*书面任务 1*. 请把关于 JVM 线程创建的选段中从“使用 POSIX pthread”到“对线程栈大小做了额外的调整，避免小栈导致潜在的 pthread 库问题。”的部分重写一遍，并将其中的“资源泄露”换成“内存泄漏”。
*书面任务 2*. 在关于 JVM 线程创建的选段里，JVM 为什么要对线程栈大小做额外调整？请用一到三句话回答。
*书面任务 3*. 关于 JVM 线程创建的选段中调用了哪些以 pthread_ 开头的函数？请全部列出。

初始化线程属性（pthread_attr_t）

pthread_attr_init(&attr);

pthread_attr_setdetachstate(&attr, PTHREAD_CREATE_DETACHED);

使用 POSIX pthread API 设置线程为"分离状态"，避免线程结束后资源泄露。
设置线程栈大小

size_t stack_size = os::Posix::get_initial_stack_size(thr_type, req_stack_size);

if (stack_size < 4096 * K) stack_size += 64 * K;

pthread_attr_setstacksize(&attr, stack_size);

JVM 对线程栈大小做了额外的调整，避免小栈导致潜在的 pthread 库问题。
创建线程

pthread_create(&tid, &attr, (void* ()(void)) thread_native_entry, thread);

JVM 最终调用 pthread_create 创建线程。线程启动函数为 thread_native_entry，它会完成 JVM 内部线程初始化并调用 Java 层线程执行函数。

*所示信息*.
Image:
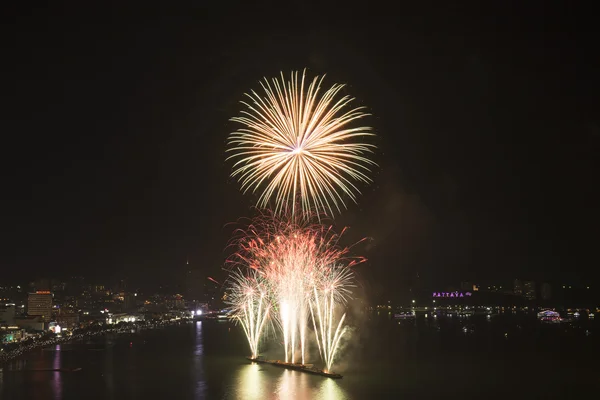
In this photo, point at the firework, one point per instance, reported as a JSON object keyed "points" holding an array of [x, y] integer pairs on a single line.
{"points": [[328, 292], [308, 276], [298, 148], [251, 306]]}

*练习作答 1*.
使用 POSIX pthread API 设置线程为"分离状态"，避免线程结束后内存泄漏。
设置线程栈大小

size_t stack_size = os::Posix::get_initial_stack_size(thr_type, req_stack_size);

if (stack_size < 4096 * K) stack_size += 64 * K;

pthread_attr_setstacksize(&attr, stack_size);

JVM 对线程栈大小做了额外的调整，避免小栈导致潜在的 pthread 库问题。

*练习作答 2*. JVM 对线程栈大小做额外调整，是为了避免小栈导致潜在的 pthread 库问题。

*练习作答 3*.
pthread_attr_init
pthread_attr_setdetachstate
pthread_attr_setstacksize
pthread_create